> [Written task]
Continue the piece on bed evacuation and bedrails, picking up after its final sentence.
══ Selected extract
Bed Evacuation and Bedrails
Author
Paddy McDonnell
Date Published

Bed Evacuation and Bedrails
Bedrails sit at an awkward point in healthcare fire safety. They may reduce the chance of a resident rolling from bed, give reassurance, assist positioning, and help some people move safely. In another situation, the same rail may delay evacuation, trap a strap, block staff access, increase entrapment risk, or restrict a resident's voluntary movement.
That is why bed evacuation and bedrails should never be considered separately. A nursing home or designated centre cannot make a sound decision by asking only whether a resident might fall from bed. It also has to ask whether that resident can be evacuated safely from that bed, by the staff on duty, using the equipment fitted to that mattress, through the actual bedroom door and escape route.
The practical question is not whether bedrails are good or bad. The question is whether the bed, mattress, bedrails, evacuation sheet, resident assessment, staffing level and fire procedure work together in a real evacuation. If they do not, the centre has a gap that will only become obvious when staff are under pressure.
════
══ Stored rows
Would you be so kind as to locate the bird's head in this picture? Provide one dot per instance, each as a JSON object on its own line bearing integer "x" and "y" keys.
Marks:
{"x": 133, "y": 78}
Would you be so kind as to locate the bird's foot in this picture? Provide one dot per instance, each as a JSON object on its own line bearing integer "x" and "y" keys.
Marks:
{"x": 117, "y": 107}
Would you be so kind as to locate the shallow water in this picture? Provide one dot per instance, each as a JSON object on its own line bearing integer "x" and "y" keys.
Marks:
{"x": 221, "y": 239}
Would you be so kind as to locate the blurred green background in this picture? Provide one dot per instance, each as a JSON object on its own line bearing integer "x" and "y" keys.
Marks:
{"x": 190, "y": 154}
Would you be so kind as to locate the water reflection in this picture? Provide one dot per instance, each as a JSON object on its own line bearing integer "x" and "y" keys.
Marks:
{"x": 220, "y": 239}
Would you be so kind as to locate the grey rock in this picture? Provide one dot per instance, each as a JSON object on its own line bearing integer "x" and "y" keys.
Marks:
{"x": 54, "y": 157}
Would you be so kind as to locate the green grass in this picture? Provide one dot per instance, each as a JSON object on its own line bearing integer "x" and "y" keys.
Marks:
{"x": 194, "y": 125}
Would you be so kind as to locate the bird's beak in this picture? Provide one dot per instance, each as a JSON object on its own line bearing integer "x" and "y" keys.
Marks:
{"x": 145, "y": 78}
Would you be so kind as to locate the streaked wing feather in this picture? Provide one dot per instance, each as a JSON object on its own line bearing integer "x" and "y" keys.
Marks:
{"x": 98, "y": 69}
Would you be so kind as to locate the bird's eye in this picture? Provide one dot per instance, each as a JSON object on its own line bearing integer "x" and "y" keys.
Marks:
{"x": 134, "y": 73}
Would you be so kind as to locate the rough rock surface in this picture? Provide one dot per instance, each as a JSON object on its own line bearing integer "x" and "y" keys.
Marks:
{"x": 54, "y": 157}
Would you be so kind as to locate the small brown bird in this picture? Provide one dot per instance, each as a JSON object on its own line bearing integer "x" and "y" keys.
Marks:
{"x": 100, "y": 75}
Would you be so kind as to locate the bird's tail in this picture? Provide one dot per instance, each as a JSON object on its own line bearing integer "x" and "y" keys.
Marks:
════
> [Output of the task]
Why This Matters in Irish Care Settings
Most designated centres for older people use some form of progressive horizontal evacuation. In plain terms, residents are moved away from the compartment where the fire has started into an adjoining compartment or sub-compartment on the same floor before vertical evacuation is considered. This is usually more realistic than expecting frail residents to leave the building immediately.
HIQA's Fire Safety Handbook is clear that providers need to understand each resident's dependency in the context of fire, set safe evacuation times for compartments where possible, and use drills, staffing and equipment reviews to reduce evacuation times to a safe and reasonable level.
Bed evacuation is often the most demanding part of that strategy. Residents who cannot walk, transfer or follow instructions may need to be moved on a ski sheet, evacuation sheet or similar device. The process must work at night as well as during the day. It must work when regular staff are busy, when agency staff are present, and when a resident's condition has changed since the last drill.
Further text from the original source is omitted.